§ Activity
Everything in the records below from the line containing "sample: <point>590,163</point>" through the line containing "Target: fence railing" is to be reproduced exactly, those two lines included; no picture is to be copied.

§ Data to examine
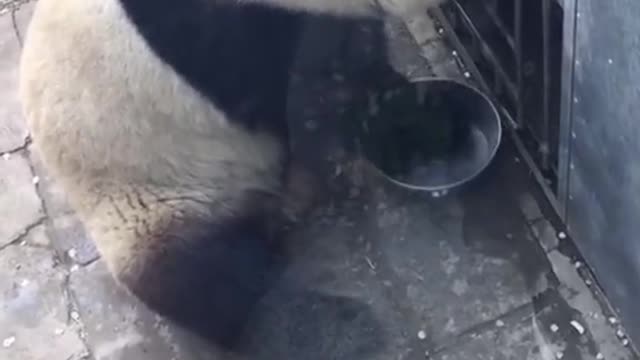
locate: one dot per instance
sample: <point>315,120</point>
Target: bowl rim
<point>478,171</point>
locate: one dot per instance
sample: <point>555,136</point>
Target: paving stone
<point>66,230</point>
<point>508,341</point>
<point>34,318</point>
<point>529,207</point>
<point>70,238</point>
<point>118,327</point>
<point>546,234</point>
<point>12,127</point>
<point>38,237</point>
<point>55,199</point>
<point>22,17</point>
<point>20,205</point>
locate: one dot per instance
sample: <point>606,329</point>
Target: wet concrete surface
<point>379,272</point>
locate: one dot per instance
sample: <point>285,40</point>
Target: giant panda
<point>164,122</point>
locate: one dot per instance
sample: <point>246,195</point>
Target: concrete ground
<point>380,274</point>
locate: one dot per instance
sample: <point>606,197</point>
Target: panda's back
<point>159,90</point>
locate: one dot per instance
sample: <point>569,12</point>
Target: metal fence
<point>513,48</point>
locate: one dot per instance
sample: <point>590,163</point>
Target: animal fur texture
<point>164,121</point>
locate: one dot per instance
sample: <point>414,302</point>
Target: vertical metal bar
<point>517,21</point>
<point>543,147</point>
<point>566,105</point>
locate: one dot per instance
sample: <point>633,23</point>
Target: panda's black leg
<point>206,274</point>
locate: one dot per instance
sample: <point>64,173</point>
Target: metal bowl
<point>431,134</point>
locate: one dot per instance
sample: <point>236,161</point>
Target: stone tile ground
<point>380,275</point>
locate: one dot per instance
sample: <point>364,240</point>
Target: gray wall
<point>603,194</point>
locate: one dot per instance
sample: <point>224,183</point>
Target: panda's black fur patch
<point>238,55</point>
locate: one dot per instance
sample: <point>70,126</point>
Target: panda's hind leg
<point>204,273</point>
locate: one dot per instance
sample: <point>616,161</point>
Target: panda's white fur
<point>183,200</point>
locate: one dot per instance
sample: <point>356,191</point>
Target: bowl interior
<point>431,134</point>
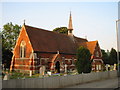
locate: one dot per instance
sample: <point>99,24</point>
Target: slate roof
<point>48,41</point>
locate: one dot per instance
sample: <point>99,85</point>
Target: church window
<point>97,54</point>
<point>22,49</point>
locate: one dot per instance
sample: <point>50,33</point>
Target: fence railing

--

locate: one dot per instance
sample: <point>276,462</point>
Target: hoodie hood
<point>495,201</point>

§ Result of the task
sample: <point>590,163</point>
Target: animal fur texture
<point>164,121</point>
locate: one dot per instance
sample: <point>414,302</point>
Target: vertical metal bar
<point>517,21</point>
<point>543,147</point>
<point>566,105</point>
locate: one dot per instance
sample: <point>633,23</point>
Target: panda's black leg
<point>206,274</point>
locate: one dot per instance
sample: <point>64,173</point>
Target: metal bowl
<point>431,134</point>
locate: one dot per instance
sample: <point>236,161</point>
Target: stone tile ground
<point>380,275</point>
locate: one dot per instance
sample: <point>364,240</point>
Target: gray wall
<point>603,194</point>
locate: one dot per instance
sample: <point>224,183</point>
Target: panda's black fur patch
<point>238,55</point>
locate: one dot per instance
sample: <point>70,126</point>
Target: panda's hind leg
<point>204,273</point>
locate: one dot per instance
sample: <point>616,161</point>
Target: panda's white fur
<point>183,200</point>
locate: one dot per instance
sample: <point>356,191</point>
Target: bowl interior
<point>431,134</point>
locate: one dot per instance
sample: <point>99,24</point>
Target: slate roof
<point>48,41</point>
locate: one dot per instance
sample: <point>99,85</point>
Target: church window
<point>97,54</point>
<point>22,49</point>
locate: one dot per instance
sample: <point>50,33</point>
Target: fence railing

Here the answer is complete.